**EXERCISE TASK**
Reproduce only this part of the listing: the line with "point: distant person", plus every line after it through the last.

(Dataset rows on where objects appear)
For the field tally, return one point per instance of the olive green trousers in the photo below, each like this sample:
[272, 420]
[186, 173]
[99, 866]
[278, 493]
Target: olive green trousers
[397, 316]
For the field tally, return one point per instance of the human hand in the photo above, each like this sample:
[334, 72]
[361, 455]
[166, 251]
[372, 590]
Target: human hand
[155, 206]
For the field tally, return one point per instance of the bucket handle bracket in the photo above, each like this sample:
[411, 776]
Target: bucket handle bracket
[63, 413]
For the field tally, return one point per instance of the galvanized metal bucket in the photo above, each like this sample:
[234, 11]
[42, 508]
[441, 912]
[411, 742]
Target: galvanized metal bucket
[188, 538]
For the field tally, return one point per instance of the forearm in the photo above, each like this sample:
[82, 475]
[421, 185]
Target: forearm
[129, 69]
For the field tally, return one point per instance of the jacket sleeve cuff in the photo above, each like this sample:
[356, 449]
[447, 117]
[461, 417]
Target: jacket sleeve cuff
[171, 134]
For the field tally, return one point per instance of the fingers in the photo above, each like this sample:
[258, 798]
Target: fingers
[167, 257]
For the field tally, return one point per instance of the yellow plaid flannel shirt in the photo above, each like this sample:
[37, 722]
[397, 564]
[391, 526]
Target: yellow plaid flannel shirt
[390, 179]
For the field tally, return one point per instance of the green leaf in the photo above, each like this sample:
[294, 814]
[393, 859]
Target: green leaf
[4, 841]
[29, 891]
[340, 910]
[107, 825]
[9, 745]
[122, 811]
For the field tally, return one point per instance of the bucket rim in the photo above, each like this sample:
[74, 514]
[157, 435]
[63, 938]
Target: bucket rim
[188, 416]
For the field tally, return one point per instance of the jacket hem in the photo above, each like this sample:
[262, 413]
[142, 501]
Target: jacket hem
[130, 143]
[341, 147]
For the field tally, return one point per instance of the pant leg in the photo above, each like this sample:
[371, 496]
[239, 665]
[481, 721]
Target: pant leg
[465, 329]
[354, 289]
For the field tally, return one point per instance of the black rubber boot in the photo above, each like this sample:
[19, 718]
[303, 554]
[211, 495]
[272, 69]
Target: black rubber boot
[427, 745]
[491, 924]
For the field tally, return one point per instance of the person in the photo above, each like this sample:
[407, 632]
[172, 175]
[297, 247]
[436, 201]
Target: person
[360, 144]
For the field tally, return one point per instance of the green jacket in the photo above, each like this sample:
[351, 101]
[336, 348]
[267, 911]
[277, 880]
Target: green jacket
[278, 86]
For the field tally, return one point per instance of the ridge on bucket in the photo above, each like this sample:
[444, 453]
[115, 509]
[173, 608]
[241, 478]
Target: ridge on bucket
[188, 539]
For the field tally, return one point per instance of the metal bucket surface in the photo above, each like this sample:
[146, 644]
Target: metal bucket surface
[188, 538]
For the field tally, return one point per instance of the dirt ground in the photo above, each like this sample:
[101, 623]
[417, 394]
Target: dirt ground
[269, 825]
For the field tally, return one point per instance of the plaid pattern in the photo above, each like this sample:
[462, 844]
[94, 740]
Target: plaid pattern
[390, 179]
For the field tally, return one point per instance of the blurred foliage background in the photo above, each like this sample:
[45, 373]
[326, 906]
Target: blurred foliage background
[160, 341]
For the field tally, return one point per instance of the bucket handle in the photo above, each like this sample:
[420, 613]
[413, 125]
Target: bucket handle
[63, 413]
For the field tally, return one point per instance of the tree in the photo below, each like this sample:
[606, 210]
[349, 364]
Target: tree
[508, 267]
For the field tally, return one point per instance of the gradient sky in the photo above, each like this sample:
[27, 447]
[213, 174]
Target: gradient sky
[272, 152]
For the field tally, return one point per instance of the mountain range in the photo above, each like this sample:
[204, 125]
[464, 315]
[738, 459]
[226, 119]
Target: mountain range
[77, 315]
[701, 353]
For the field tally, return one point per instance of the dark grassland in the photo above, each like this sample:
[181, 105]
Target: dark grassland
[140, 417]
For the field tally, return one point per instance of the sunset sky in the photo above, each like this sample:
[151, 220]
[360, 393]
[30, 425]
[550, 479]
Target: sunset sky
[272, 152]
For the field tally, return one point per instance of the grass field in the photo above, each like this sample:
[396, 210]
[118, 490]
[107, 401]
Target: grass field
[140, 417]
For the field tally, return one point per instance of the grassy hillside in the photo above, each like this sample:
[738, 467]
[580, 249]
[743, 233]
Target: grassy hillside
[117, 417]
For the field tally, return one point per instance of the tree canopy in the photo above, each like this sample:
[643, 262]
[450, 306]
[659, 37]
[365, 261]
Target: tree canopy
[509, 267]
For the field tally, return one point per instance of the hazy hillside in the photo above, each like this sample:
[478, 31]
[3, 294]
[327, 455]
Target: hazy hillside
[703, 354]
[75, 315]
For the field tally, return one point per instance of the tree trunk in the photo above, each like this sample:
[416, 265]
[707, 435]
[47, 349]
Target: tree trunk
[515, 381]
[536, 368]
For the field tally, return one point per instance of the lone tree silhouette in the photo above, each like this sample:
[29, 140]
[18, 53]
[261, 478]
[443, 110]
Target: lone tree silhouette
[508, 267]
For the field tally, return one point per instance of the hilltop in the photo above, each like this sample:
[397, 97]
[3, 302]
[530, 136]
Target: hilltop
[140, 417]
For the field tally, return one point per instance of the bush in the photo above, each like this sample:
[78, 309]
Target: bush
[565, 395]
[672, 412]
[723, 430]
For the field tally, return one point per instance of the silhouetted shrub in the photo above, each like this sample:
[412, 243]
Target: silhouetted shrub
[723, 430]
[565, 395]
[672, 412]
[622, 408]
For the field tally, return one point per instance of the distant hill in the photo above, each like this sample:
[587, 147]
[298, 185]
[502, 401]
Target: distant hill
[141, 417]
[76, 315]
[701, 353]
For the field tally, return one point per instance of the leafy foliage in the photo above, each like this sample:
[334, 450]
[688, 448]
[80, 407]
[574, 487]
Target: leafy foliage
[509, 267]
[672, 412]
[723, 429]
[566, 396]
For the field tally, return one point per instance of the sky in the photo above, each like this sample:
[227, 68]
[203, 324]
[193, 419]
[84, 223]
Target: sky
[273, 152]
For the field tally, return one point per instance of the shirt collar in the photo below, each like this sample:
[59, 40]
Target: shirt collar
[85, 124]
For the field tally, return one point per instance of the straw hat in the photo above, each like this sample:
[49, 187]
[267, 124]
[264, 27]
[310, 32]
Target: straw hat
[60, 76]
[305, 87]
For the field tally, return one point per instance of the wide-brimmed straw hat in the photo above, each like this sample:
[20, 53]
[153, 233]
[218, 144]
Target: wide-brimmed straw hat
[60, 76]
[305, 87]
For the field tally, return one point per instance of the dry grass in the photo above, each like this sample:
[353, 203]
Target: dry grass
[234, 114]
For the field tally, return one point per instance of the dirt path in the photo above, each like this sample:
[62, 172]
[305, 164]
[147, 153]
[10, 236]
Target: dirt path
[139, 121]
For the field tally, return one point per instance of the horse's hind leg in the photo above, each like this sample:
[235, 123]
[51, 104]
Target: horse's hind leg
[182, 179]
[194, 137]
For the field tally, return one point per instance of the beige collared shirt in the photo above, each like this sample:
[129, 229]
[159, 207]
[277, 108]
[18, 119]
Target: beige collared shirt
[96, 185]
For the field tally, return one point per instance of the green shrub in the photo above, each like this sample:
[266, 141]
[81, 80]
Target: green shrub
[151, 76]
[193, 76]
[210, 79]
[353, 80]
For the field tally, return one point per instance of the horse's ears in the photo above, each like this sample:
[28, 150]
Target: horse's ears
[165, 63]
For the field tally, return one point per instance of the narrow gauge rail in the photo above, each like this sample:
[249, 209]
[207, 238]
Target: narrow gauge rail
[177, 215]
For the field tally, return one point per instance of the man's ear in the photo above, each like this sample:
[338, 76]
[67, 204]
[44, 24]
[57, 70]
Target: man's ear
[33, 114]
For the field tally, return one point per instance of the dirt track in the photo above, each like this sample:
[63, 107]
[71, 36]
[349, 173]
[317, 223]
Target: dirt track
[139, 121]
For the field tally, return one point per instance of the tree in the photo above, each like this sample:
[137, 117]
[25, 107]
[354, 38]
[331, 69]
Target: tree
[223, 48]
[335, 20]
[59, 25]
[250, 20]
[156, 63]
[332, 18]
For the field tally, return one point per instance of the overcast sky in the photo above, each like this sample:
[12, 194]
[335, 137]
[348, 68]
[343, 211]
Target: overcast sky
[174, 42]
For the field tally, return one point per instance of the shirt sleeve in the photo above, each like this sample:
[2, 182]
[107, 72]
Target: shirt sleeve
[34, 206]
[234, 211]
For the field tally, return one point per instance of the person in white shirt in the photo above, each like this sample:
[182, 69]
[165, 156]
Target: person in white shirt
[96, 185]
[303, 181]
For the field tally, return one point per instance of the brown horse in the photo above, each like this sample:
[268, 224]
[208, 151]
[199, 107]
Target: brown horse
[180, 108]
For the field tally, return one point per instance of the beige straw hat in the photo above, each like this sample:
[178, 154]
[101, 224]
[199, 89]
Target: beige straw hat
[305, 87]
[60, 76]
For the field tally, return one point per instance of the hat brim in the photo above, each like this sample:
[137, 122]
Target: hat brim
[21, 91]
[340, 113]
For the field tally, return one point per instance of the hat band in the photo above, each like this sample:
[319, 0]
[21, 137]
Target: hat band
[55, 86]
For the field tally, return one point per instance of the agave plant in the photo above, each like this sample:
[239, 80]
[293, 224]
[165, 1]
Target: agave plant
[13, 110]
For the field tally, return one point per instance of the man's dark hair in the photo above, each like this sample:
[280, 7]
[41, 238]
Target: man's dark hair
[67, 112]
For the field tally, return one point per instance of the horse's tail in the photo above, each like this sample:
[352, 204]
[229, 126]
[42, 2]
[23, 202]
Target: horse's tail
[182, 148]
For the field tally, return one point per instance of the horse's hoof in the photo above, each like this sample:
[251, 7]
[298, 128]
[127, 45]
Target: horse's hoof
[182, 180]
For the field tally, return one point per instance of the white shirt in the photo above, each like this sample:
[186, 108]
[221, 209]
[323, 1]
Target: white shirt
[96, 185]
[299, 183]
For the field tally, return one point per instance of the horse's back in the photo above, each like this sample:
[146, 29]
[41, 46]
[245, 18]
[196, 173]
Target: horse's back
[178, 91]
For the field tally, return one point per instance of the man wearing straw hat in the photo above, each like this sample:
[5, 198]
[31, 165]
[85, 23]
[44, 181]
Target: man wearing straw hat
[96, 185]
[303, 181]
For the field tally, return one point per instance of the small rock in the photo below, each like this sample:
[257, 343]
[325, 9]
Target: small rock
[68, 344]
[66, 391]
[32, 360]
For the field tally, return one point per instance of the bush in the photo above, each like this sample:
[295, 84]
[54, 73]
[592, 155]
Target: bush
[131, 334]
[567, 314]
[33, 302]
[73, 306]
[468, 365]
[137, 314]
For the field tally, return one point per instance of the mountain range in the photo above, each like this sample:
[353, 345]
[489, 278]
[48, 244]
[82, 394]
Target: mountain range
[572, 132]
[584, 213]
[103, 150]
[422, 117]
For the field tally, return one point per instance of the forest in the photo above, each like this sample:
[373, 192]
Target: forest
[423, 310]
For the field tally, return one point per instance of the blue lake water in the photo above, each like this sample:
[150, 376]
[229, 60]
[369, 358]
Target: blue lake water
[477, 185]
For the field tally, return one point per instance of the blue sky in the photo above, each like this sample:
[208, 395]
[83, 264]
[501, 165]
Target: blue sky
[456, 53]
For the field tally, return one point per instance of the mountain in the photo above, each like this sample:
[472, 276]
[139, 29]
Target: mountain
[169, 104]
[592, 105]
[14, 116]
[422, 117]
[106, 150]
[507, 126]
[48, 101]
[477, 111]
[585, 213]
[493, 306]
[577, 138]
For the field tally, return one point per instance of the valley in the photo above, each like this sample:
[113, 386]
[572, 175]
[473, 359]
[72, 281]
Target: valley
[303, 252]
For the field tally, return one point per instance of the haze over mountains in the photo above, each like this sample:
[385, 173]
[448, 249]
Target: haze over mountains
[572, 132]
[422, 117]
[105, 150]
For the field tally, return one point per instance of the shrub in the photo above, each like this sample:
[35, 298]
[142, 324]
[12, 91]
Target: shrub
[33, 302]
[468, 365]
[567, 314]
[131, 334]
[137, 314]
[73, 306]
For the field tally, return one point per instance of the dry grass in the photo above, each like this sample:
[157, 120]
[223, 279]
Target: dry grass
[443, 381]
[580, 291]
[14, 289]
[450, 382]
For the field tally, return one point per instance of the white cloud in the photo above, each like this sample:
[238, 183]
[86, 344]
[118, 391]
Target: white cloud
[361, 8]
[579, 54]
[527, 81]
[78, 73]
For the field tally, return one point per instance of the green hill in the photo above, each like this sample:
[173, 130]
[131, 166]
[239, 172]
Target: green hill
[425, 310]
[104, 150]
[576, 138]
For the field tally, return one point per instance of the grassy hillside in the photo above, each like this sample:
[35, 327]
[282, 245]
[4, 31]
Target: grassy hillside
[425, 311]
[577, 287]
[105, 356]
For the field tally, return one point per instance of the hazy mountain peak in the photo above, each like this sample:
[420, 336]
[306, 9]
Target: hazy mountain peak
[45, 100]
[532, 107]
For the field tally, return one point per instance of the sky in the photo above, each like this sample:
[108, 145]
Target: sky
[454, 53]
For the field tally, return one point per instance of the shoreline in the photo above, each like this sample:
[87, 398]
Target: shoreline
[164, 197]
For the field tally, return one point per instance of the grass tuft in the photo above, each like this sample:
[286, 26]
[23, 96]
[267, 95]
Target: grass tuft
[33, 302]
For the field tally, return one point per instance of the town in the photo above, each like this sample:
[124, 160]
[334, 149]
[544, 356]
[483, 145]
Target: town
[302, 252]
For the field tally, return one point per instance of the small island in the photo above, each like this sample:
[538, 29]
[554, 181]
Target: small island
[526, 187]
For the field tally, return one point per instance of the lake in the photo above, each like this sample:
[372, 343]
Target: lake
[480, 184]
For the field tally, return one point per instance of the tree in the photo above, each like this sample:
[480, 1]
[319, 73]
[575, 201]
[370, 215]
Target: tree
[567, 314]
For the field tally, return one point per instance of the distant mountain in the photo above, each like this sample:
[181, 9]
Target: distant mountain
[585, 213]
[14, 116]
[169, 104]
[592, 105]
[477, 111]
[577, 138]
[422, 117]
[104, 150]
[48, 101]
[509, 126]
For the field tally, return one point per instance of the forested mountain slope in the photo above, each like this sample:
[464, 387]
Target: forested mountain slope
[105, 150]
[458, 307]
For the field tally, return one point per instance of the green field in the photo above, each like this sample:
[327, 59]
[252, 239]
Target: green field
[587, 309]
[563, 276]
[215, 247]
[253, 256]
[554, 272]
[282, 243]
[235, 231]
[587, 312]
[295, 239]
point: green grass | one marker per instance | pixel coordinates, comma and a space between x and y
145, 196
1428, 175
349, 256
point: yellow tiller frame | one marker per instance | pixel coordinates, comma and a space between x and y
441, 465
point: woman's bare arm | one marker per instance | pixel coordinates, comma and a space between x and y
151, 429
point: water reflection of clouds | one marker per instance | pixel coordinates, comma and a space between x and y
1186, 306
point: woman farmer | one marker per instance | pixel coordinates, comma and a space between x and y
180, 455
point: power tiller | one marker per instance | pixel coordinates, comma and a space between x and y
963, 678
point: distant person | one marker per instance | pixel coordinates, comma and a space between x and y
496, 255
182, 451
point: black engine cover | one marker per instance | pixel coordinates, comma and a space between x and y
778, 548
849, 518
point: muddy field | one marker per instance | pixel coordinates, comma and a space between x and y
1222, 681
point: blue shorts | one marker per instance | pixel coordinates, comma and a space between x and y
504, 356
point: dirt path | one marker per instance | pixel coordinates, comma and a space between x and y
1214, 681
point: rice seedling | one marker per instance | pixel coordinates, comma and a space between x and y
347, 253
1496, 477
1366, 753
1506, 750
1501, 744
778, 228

**OUTPUT**
point: distant person | one marker per instance | pixel coordinates, comma and a space between x and y
496, 255
182, 451
point: black engine cover | one marker per instance | pixel coordinates, comma and a space between x and y
778, 548
849, 518
point: muddy field | one marker per instance | pixel coordinates, comma and a space between x and y
1222, 681
point: blue shorts | one marker per instance | pixel coordinates, comma and a space between x and y
504, 356
point: dirt path | one marker per instance | pixel coordinates, comma and a space between x and y
1214, 681
point: rice seedling | one marker per instance | pixel coordinates, comma and a space between x and y
347, 253
1496, 477
1366, 753
1506, 750
1501, 744
778, 228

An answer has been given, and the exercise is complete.